(Beginning of Input records)

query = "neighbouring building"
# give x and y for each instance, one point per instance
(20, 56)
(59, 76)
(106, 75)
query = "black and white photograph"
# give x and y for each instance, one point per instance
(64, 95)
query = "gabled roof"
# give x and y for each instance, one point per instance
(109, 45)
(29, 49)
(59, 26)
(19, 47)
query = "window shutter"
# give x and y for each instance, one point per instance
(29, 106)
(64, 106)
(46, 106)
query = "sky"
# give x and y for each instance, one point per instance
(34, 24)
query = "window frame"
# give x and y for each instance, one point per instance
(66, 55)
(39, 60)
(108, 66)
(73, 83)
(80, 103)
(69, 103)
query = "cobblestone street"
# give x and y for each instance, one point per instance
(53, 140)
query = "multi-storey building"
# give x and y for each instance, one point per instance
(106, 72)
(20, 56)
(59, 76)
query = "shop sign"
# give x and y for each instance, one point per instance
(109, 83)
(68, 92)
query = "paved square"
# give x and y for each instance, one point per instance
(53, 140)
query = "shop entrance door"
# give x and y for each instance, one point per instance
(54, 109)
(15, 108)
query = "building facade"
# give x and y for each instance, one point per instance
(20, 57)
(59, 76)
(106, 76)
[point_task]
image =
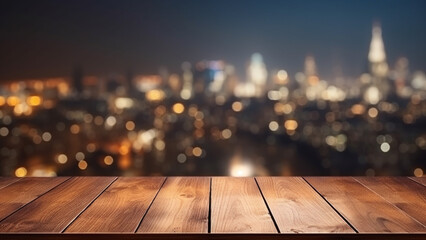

(End of Input records)

Instructions to follow
Give back the data exactly. Skip any images.

Answer box
query = "neighbouring building"
# give x and y for each instance, one point per instance
(20, 56)
(59, 76)
(106, 75)
query = "black and white photograph"
# give x and y for each instance, one point per instance
(64, 95)
query = "gabled roof"
# give x and y for each instance, one point per instance
(109, 45)
(29, 49)
(59, 26)
(19, 47)
query = "window shutter"
# give x and y for each instance, one point per instance
(29, 106)
(64, 106)
(46, 106)
query = "sky"
# give x and y for each instance, one point per instance
(34, 24)
query = "window frame"
# give x and y for each instance, one point per instance
(66, 55)
(39, 60)
(108, 66)
(73, 83)
(80, 103)
(69, 103)
query = "cobblestone street"
# give x and y for each instance, one point per instance
(53, 140)
query = "multi-storey building"
# give x and y for each instance, one point per instance
(106, 72)
(20, 56)
(59, 76)
query = "shop sign"
# give x and y for each instance, one point per instance
(109, 83)
(68, 92)
query = "paved square"
# give x and y for each instance, one point per instance
(53, 140)
query = "shop entrance door"
# give x and y for each instance, one point per instance
(54, 109)
(15, 108)
query = "building facade"
# give x and y for each instance, one point per instance
(20, 57)
(59, 76)
(106, 76)
[point_task]
image =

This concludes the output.